Aim of the task => Return verbatim the portion of the material below that starts at the line containing "Query: board and batten siding" and ends at its last line.

---*---

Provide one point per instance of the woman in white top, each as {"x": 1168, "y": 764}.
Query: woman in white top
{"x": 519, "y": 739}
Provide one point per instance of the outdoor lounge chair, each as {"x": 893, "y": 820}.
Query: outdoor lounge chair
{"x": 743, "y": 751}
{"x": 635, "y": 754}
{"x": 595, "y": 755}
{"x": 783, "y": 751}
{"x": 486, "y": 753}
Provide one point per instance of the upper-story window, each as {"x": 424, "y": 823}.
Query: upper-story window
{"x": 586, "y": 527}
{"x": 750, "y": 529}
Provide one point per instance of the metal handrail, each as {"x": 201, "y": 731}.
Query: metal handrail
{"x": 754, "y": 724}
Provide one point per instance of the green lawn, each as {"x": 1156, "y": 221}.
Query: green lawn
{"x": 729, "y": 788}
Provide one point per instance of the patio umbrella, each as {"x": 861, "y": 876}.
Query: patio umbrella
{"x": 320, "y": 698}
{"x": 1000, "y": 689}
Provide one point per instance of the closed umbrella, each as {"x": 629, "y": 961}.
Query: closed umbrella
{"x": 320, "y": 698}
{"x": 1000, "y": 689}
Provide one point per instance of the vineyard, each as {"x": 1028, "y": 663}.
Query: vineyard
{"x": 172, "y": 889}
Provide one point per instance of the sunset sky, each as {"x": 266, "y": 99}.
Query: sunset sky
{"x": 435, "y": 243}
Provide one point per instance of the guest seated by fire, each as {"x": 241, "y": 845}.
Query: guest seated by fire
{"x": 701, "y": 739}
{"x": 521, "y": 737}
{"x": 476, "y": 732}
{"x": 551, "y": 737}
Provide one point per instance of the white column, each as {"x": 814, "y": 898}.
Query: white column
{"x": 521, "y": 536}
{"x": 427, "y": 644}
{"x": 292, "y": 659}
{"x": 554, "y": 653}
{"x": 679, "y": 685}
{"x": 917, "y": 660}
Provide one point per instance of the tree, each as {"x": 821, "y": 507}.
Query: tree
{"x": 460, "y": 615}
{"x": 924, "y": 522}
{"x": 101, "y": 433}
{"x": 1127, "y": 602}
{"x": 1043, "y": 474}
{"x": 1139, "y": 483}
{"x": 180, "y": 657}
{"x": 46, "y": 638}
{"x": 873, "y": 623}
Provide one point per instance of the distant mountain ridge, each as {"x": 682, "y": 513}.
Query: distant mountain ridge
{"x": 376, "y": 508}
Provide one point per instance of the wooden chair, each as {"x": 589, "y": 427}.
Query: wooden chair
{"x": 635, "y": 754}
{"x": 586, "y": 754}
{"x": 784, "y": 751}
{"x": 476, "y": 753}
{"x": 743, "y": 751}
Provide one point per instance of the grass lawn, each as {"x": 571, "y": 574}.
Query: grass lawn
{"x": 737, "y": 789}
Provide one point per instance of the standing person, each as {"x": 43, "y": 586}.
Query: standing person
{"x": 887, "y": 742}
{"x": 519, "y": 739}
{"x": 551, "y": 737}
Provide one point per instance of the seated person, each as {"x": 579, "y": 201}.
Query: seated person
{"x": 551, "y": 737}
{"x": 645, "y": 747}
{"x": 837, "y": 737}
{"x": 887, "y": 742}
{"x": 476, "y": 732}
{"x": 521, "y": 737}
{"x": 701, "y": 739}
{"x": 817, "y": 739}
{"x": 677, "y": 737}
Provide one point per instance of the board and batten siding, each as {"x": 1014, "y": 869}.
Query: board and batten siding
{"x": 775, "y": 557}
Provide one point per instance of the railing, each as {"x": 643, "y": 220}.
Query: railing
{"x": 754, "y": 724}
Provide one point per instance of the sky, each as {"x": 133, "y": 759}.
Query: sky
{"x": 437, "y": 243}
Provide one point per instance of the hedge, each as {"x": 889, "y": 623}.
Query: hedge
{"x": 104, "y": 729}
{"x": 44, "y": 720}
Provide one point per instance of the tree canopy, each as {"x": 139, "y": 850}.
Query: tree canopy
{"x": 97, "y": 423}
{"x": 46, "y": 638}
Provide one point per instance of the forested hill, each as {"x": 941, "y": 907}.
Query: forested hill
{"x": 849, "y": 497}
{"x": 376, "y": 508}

---*---

Solution to the exercise =>
Query: board and batten siding
{"x": 775, "y": 557}
Provide one point per instance of the railing, each as {"x": 643, "y": 220}.
Query: railing
{"x": 754, "y": 724}
Provide one point per instance of the sky, each as {"x": 133, "y": 759}.
Query: sky
{"x": 437, "y": 243}
Provide one point per instance of the hedge, each as {"x": 889, "y": 623}.
Query: hedge
{"x": 104, "y": 729}
{"x": 44, "y": 720}
Provide one point per instance of the tree canopy, each as {"x": 139, "y": 850}.
Query: tree canopy
{"x": 97, "y": 423}
{"x": 46, "y": 638}
Provide one point per instance of the forested hill, each as {"x": 941, "y": 907}.
Query: forested hill
{"x": 849, "y": 497}
{"x": 376, "y": 508}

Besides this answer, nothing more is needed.